*Supplied material:*
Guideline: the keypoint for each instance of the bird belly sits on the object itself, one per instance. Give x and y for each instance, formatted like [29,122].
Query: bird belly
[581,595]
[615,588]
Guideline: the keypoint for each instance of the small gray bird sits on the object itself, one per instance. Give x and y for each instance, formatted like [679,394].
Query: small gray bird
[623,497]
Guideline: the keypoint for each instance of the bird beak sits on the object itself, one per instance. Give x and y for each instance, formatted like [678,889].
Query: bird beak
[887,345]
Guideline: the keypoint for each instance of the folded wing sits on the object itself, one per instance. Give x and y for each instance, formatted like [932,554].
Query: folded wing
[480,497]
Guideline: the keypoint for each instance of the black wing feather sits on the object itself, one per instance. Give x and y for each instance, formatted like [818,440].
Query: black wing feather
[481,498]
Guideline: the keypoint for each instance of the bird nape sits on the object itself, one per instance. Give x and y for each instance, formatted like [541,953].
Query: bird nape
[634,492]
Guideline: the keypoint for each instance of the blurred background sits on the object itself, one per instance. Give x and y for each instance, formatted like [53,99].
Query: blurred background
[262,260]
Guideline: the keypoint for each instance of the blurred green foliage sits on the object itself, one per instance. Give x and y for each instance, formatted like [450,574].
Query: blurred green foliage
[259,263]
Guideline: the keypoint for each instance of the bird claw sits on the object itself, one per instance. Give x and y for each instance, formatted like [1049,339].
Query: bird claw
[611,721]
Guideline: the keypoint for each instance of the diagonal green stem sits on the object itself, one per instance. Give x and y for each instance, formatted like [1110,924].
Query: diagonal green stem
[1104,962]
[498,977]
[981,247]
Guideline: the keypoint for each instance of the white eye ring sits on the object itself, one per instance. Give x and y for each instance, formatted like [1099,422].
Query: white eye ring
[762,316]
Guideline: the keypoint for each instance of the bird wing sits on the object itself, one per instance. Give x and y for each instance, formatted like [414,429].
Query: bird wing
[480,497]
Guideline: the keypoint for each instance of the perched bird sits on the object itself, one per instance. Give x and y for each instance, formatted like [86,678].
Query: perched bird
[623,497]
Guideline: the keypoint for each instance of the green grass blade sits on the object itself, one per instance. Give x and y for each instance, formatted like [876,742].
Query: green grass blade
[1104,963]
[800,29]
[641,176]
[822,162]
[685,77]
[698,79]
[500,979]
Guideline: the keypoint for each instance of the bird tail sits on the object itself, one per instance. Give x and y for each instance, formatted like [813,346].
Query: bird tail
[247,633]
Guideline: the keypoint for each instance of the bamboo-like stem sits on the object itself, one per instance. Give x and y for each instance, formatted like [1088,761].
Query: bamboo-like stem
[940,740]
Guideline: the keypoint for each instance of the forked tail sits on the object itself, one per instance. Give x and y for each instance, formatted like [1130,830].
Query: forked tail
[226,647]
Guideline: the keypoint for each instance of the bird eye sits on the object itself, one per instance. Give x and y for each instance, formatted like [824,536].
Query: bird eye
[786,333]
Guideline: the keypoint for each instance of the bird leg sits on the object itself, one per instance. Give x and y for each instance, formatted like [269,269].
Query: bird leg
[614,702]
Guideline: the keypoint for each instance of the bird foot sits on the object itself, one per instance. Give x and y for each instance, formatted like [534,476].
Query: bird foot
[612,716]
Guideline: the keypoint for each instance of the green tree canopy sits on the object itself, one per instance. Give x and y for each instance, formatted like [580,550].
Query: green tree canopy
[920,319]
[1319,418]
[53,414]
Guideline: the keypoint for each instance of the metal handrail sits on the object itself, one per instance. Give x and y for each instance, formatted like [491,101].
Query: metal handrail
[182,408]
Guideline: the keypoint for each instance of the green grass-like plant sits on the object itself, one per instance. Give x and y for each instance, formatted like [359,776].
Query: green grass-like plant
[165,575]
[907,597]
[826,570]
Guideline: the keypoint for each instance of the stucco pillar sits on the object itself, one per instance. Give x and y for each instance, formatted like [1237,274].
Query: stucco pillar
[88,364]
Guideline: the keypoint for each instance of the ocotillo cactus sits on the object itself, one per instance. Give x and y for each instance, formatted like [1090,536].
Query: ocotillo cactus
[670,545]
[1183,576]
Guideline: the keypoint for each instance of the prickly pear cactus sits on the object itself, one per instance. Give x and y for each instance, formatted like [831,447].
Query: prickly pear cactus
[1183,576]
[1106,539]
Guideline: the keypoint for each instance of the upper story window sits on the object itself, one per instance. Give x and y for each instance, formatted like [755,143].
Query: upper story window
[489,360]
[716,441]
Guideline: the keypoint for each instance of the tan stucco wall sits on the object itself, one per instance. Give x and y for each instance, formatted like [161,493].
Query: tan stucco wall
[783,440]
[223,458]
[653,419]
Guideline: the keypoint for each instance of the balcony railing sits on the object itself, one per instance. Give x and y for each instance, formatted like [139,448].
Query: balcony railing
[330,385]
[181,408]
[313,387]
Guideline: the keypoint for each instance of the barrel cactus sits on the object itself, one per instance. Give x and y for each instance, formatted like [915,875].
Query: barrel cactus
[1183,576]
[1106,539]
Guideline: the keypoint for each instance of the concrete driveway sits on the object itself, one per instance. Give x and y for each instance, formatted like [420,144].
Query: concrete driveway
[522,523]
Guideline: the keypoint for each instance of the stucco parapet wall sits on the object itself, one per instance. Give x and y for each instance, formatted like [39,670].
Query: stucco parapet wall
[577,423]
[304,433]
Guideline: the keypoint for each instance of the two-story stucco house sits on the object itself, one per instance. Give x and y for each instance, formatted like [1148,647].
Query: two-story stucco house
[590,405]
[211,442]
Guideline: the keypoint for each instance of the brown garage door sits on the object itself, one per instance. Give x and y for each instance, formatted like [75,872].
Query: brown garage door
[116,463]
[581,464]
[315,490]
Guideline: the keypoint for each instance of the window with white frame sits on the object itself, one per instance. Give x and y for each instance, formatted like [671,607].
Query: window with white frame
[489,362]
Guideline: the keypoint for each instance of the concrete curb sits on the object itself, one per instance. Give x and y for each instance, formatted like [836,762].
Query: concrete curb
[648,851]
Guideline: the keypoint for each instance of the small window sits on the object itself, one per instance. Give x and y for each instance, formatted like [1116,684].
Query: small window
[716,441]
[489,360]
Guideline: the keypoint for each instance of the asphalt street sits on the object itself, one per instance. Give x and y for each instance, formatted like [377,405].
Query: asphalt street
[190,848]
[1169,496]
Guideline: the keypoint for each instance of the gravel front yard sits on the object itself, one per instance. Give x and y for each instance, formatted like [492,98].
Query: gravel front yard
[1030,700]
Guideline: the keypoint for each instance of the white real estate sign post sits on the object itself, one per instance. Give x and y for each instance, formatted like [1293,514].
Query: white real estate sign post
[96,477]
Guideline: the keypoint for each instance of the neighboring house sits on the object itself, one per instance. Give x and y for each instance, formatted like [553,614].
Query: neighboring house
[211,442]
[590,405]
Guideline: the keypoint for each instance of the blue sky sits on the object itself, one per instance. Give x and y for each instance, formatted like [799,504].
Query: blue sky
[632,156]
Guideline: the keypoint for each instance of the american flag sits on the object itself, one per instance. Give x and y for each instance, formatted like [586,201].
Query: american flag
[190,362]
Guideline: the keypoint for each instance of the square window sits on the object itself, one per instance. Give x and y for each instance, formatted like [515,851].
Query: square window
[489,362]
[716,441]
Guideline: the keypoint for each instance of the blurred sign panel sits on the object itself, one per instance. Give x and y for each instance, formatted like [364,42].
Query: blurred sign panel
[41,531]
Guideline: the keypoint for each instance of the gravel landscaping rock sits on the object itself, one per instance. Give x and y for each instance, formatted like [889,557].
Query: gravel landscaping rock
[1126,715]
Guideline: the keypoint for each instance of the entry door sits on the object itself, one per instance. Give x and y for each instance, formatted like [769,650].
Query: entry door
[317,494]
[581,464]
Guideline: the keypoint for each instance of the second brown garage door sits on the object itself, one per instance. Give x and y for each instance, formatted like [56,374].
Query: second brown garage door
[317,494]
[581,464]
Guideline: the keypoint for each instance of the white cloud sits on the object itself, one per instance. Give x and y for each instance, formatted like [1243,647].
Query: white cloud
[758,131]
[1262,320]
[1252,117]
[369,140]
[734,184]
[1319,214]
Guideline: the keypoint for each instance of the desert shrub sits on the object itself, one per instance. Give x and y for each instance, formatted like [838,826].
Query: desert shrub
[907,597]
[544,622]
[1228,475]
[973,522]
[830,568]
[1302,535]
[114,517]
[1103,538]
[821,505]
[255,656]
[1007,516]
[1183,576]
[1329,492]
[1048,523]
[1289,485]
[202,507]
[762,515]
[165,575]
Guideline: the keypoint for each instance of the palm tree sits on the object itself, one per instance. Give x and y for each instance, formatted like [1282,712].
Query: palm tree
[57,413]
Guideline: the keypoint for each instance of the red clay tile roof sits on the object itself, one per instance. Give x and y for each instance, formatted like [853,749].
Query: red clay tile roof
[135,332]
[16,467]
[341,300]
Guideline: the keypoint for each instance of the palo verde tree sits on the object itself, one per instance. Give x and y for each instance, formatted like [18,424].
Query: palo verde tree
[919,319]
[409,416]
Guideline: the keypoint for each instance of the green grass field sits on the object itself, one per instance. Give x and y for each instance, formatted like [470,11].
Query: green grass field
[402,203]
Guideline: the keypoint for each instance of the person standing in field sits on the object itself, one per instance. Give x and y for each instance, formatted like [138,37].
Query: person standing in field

*Work instructions:*
Reproduce everything from the line containing "Guideline: the keypoint for each instance of the person" down to the end of the entries.

*Answer to this task:*
Guideline: the keypoint for each instance of the person standing in field sits on the object itself, one per instance. Give x and y for each instance, formatted like [138,37].
Query: person standing in field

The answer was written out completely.